__Problem description__
Can you rewrite the records from the line with "segment --target dark" to the line with "[[0,27],[0,45],[44,44],[53,39],[46,31],[31,26],[29,22]]", substituting "at the shoreline" for "near water" and keeping everything else the same?

__Records for the task__

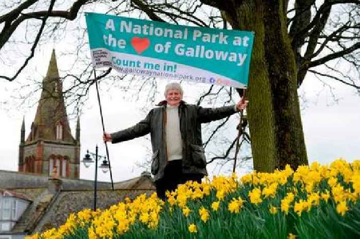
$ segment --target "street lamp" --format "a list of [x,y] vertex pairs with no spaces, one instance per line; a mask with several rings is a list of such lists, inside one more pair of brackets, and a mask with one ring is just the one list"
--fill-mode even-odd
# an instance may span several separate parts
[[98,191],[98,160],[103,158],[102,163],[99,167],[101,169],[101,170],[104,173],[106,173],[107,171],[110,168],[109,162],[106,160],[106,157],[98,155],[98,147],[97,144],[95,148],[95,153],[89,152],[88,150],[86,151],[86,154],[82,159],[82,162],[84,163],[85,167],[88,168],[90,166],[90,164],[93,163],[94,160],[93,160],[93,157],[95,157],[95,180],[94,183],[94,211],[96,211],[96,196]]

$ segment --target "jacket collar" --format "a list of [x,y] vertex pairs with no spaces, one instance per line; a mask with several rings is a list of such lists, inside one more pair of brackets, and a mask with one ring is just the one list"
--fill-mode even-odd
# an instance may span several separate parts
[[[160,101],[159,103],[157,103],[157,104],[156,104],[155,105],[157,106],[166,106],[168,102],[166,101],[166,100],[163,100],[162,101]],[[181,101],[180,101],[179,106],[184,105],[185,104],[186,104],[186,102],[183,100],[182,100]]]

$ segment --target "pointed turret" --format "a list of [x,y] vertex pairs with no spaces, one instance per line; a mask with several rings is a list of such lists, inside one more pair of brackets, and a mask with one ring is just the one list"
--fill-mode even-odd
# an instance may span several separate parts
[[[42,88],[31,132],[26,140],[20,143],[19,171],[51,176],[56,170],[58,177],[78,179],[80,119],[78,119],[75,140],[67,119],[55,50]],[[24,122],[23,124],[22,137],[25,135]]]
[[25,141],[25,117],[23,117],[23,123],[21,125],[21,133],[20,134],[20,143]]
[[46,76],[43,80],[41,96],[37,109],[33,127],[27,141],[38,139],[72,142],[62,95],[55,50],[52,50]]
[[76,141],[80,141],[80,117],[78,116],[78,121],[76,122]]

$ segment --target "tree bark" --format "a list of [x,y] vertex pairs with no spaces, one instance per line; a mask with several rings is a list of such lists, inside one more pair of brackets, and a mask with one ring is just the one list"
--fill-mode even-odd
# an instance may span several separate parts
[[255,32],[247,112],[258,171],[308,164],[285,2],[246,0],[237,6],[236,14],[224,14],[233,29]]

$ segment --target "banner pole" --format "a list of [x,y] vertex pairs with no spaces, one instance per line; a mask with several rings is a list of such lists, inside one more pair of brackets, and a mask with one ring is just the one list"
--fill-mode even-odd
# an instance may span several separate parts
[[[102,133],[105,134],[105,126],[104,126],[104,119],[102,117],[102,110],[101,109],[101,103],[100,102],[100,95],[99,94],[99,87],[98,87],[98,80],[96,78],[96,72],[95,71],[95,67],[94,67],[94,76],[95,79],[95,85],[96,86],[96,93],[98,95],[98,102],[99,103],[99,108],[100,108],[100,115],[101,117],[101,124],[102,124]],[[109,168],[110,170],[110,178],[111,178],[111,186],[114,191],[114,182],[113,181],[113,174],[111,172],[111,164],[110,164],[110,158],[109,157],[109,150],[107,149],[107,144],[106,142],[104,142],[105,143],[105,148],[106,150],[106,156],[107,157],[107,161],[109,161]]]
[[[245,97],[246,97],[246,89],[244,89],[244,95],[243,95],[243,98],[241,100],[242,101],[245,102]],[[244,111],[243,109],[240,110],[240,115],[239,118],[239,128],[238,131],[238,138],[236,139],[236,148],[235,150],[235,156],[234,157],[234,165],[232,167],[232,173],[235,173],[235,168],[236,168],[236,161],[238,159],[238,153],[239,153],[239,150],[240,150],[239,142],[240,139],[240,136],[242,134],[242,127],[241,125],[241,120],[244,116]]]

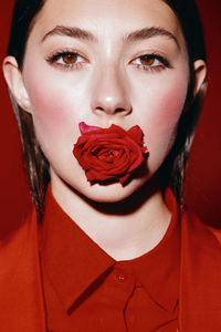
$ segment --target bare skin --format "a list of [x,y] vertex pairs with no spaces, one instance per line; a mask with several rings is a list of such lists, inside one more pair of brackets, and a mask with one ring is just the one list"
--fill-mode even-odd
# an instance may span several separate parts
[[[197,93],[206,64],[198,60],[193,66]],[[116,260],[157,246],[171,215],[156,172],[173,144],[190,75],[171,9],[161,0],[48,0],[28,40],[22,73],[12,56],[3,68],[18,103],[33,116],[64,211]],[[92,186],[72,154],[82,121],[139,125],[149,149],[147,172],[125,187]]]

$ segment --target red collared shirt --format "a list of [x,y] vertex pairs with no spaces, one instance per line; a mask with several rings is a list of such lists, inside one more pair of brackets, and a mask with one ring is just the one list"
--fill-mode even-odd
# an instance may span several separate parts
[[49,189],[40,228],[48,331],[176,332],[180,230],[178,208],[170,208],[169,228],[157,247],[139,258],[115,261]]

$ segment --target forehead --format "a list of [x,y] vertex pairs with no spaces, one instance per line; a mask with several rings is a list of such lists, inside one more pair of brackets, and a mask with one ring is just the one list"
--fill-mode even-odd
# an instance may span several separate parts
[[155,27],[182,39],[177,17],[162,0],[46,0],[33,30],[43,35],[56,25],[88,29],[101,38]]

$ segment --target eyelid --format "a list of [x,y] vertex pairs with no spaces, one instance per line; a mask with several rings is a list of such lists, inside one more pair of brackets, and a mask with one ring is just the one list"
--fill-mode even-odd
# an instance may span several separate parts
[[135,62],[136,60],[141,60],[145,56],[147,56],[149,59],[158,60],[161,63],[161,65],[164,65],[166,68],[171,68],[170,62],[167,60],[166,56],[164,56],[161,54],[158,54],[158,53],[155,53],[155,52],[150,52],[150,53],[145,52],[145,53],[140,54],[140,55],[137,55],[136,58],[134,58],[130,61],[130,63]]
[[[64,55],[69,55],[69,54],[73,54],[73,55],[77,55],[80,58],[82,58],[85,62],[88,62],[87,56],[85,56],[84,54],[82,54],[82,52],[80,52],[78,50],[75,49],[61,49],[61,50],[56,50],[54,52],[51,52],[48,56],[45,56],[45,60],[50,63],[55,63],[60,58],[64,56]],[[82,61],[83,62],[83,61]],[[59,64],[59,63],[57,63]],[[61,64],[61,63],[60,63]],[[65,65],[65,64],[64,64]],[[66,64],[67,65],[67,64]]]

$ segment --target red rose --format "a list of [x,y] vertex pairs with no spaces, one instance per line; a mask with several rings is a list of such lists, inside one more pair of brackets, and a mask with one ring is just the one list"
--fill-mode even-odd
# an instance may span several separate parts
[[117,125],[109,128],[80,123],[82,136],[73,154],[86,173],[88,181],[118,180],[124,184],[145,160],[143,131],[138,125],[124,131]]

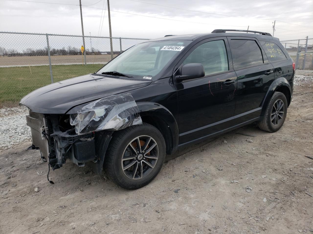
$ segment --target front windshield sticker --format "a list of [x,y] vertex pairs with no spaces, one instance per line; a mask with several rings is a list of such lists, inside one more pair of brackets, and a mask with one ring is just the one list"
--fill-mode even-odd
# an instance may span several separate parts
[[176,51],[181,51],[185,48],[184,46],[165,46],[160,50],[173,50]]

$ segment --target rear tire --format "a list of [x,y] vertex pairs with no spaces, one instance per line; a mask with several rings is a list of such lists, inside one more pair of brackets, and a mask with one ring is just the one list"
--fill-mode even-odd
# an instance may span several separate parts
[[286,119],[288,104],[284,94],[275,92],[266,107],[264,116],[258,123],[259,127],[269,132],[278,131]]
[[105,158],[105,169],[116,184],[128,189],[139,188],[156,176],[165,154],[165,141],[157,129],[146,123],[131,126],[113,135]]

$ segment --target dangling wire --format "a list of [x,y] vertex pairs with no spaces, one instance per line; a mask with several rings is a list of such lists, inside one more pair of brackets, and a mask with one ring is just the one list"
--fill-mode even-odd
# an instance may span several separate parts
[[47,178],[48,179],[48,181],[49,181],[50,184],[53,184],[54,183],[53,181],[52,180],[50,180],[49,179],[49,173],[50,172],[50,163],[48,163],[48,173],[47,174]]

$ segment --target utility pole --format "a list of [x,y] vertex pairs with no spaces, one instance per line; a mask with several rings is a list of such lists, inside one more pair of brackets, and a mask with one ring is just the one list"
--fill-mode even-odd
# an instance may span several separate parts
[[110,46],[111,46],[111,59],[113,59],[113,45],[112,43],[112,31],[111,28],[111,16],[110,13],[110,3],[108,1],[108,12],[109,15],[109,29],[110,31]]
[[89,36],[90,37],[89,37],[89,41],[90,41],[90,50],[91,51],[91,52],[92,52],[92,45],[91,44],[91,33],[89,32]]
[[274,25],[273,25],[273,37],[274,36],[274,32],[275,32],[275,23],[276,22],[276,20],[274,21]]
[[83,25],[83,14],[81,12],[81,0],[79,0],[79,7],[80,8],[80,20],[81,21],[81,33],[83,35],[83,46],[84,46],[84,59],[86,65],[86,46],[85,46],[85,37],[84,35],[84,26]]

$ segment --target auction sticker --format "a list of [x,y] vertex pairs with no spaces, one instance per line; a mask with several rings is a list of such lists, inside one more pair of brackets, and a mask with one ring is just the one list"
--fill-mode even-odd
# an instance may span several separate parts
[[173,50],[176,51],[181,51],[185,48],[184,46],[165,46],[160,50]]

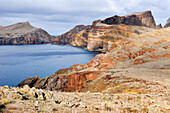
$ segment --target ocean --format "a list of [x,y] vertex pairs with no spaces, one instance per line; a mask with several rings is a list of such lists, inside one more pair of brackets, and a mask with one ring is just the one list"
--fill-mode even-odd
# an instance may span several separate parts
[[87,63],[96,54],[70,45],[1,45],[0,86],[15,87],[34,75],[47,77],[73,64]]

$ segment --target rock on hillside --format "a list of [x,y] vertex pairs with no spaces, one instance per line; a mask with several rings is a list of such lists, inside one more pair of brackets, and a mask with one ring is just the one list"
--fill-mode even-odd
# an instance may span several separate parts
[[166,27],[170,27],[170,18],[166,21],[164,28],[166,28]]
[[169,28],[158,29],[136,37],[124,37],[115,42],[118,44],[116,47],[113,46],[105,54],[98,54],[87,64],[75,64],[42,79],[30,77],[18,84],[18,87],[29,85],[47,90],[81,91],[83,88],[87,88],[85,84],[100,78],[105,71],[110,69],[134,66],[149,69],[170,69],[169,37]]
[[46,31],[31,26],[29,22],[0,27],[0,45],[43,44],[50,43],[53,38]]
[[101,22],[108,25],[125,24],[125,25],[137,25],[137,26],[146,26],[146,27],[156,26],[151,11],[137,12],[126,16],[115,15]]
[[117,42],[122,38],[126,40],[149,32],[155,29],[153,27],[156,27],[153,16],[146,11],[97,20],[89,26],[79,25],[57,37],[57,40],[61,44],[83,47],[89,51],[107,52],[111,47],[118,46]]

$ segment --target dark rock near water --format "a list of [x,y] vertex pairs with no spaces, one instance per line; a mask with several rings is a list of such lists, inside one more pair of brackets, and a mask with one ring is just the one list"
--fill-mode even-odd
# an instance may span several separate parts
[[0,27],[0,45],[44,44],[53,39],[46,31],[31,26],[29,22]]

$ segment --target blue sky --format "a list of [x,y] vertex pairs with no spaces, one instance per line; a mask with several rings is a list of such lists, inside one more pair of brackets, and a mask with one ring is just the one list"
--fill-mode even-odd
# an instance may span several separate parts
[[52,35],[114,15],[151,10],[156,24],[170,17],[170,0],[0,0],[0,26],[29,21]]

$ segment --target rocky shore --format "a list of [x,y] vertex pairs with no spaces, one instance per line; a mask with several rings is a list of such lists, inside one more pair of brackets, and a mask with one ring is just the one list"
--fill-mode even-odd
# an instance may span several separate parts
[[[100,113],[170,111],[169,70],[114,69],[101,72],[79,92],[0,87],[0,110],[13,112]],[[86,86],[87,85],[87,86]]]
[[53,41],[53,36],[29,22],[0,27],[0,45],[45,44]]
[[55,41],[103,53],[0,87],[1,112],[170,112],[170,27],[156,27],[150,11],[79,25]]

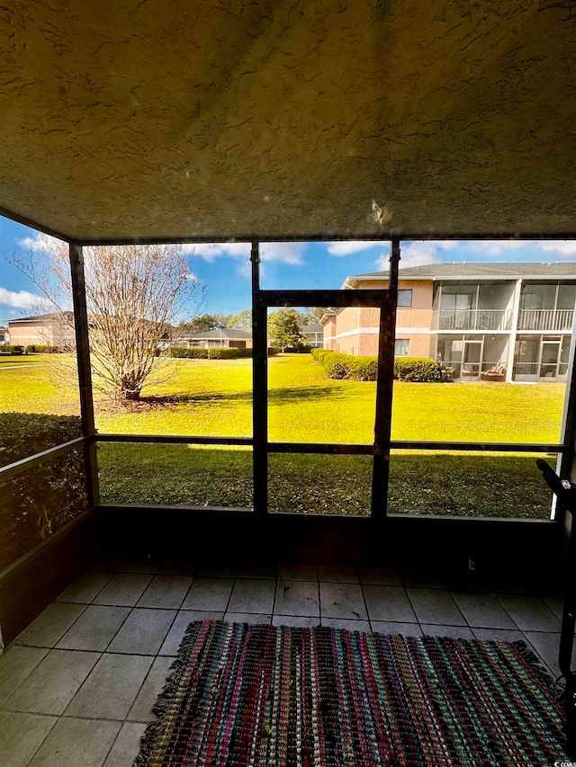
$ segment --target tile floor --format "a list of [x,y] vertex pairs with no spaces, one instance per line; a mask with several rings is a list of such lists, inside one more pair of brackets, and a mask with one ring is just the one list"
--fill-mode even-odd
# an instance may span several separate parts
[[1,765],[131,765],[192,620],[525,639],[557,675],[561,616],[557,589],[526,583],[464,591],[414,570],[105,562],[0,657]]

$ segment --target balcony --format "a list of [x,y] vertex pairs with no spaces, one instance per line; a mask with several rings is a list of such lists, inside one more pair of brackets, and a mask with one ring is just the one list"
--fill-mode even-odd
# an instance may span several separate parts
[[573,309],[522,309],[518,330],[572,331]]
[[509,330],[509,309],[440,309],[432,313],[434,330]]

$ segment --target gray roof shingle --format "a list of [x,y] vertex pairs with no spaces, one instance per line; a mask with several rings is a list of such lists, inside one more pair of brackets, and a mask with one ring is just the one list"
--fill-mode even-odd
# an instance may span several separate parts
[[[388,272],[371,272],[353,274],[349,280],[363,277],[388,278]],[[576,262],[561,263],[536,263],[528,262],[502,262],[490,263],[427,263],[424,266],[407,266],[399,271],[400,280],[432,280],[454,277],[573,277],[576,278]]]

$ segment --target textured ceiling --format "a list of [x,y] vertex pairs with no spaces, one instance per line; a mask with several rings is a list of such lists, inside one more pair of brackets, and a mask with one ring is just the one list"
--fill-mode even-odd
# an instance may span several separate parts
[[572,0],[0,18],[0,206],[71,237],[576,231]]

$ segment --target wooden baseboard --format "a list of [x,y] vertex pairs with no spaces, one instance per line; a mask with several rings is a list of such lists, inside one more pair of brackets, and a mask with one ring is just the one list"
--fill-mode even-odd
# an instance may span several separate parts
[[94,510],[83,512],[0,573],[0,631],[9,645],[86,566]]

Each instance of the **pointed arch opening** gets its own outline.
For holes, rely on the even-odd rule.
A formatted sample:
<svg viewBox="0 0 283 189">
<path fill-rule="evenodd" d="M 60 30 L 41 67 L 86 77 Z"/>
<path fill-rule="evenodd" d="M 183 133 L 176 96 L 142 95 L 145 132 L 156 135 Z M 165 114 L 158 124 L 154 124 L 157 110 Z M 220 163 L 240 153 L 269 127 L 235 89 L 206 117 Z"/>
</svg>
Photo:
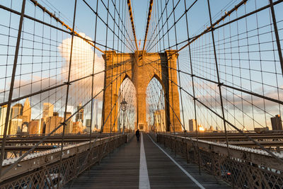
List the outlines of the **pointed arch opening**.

__Complete answer__
$ segment --target dark rock at the shoreline --format "a list of [x,y] vertex pairs with no spaces, one instance per line; a mask with several rings is a list of such lists, inside one more pair of brackets, and a mask with one ring is just the one list"
--fill-mode even-odd
# an instance may span several separate parts
[[0,27],[0,45],[44,44],[53,39],[46,31],[31,26],[29,22]]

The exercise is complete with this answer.